- _PASSAGE_:
———
Although a massive seven out of ten HR leaders believe creating a fairer employee experience will be their most important initiative of 2022, there would appear to be a huge mountain to climb if they are to truly enable a more equitable culture.

According to Brian Kropp, Gartner's Distinguished Vice President of HR Research in his keynote speech at the research and advisory firm's ReimagineHR conference last week, a mere 18% of the 3,500 staff questioned for the event's Employee Survey 2021 believe they work in an environment characterized by high levels of fairness. The remaining 82% feel that fairness levels are low. Even among HR professionals, only one in five believe people have a fair experience.

As a result, Kropp is adamant that this situation has to change. Not only does he believe tackling inequity in general terms will be one of the biggest issue facing society over the next five to 10 years but it will become increasingly vital for business success too.

In the "tightest labour market for a generation" with all the resultant challenges in terms of attracting and retaining talent, operating a ‘high fairness' environment can make the difference between winning and losing. For instance, he said, employees operating in this kind of culture perform 26% more highly and are 27% less likely to quit.

As Alexia Cambon, a research director in Gartner's HR research practice, pointed out, such considerations really need to be taken seriously when 82% of HR leaders are already seeing either some, or significant, early signs of staff turnover. This means that "retention is a key concern" and "engagement has to be a key priority" going forward.
———
Please rename "HR leaders" to "people directors" in the workplace fairness text, and give that text from "Although a massive" up to and including "more equitable culture.".

- _RECORDED DATA_:
———
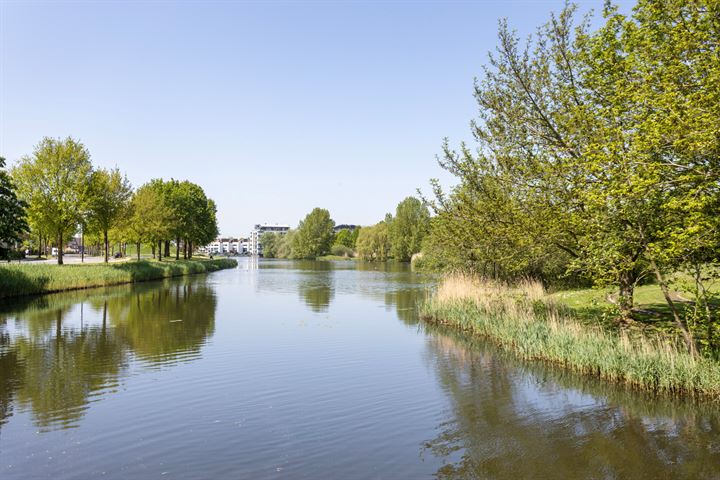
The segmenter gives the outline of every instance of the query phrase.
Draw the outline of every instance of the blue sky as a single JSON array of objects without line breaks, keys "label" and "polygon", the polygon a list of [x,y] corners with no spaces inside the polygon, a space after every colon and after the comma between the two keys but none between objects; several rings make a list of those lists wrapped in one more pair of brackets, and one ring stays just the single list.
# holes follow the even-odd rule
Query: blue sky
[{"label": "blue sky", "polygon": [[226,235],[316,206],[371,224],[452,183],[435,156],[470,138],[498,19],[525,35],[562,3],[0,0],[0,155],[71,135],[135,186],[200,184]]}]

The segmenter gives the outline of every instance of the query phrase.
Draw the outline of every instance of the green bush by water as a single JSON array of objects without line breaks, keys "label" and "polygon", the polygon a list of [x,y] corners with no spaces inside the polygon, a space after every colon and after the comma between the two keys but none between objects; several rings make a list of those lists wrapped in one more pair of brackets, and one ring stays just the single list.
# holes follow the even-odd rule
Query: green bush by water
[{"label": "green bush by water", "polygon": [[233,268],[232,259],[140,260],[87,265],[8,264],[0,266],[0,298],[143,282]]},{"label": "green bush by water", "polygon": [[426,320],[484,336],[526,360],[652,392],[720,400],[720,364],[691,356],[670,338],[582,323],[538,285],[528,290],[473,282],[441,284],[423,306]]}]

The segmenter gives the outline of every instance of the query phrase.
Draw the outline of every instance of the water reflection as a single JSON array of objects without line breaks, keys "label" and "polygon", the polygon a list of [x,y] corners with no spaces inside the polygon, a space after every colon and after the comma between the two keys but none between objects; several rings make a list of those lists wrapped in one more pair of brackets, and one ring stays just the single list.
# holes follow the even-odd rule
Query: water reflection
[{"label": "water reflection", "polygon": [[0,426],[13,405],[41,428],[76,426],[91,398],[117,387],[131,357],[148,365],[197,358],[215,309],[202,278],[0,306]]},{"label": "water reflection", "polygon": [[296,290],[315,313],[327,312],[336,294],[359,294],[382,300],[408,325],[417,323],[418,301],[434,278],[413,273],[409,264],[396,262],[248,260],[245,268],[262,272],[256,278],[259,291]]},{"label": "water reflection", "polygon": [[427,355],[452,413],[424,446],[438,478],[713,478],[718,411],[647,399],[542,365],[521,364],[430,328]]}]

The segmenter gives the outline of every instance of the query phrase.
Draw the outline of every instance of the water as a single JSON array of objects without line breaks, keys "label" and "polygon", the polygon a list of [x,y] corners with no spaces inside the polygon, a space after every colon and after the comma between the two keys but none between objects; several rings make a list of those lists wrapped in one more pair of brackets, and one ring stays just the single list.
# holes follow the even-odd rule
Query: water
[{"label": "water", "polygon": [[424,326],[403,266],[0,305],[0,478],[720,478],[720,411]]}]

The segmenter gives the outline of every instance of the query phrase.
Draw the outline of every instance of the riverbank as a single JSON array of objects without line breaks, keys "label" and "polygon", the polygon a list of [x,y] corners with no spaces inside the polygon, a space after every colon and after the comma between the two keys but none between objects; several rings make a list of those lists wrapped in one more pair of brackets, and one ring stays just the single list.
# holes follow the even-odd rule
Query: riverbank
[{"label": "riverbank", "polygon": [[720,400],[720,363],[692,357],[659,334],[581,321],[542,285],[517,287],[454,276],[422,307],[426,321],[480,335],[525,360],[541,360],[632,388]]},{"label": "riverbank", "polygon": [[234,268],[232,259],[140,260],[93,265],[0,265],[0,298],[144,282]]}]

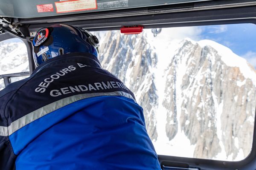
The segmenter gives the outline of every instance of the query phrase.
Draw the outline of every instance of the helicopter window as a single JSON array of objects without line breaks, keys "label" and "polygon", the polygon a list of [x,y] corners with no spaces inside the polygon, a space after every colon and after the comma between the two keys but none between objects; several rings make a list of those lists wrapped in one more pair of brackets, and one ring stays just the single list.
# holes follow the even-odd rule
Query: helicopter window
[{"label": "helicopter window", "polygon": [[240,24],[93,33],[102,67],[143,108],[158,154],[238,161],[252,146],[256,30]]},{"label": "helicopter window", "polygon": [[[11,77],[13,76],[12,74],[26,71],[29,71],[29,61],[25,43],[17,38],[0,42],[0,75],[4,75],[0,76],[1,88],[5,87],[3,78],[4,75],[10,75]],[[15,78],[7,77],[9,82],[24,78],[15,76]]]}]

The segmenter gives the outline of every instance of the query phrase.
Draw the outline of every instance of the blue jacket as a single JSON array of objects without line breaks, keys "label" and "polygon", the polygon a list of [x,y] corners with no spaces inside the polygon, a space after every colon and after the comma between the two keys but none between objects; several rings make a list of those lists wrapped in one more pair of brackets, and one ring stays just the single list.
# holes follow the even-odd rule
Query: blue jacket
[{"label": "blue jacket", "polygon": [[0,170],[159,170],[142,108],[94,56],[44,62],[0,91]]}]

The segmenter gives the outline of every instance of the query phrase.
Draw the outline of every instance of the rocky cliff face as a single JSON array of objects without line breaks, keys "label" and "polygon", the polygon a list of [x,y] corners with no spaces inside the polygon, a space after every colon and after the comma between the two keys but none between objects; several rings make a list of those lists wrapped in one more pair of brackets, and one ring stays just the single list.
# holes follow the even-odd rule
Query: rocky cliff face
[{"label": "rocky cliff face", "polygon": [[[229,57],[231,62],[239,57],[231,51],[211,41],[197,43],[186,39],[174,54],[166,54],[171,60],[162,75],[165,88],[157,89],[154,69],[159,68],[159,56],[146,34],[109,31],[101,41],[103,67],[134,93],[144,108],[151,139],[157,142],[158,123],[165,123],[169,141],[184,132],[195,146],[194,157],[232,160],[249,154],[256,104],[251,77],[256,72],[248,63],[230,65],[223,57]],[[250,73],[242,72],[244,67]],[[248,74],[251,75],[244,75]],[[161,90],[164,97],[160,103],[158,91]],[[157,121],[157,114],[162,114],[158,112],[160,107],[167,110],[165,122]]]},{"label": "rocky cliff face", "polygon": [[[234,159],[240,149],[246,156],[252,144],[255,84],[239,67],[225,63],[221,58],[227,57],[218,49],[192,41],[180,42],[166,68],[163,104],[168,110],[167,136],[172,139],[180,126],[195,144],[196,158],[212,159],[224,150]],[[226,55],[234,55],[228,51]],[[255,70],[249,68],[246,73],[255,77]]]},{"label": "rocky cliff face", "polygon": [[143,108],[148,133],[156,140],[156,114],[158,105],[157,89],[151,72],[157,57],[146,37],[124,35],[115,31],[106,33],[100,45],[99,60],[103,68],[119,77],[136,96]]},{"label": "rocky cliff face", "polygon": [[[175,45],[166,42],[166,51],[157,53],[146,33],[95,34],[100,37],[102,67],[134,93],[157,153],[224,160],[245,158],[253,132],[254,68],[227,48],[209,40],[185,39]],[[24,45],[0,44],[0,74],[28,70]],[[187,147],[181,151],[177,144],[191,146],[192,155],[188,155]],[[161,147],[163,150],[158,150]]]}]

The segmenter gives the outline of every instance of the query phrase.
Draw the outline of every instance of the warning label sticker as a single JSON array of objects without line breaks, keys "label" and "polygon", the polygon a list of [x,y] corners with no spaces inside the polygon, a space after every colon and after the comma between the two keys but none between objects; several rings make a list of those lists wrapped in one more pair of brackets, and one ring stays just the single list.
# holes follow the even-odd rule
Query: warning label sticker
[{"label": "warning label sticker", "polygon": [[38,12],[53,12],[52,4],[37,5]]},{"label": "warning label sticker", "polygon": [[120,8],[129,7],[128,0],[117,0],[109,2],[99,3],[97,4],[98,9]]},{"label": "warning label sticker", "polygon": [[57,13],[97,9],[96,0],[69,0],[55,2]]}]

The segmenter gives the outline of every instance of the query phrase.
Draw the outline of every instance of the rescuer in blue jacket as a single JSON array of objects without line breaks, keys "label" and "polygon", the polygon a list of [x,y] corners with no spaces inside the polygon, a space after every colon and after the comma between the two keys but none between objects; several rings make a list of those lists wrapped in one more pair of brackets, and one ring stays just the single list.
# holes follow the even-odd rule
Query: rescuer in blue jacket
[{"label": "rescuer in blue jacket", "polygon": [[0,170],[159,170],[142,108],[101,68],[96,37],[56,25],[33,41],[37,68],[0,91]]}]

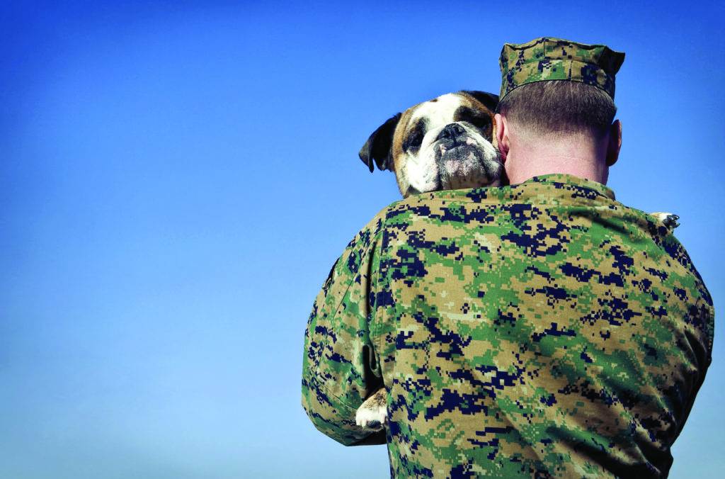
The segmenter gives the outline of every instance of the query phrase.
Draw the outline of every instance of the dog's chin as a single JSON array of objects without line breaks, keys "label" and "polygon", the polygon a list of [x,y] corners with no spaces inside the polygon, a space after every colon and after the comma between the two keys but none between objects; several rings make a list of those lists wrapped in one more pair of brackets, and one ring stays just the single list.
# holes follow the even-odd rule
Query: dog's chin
———
- _FINISHED TASK_:
Although a massive seven out of ten people directors believe creating a fairer employee experience will be their most important initiative of 2022, there would appear to be a huge mountain to climb if they are to truly enable a more equitable culture.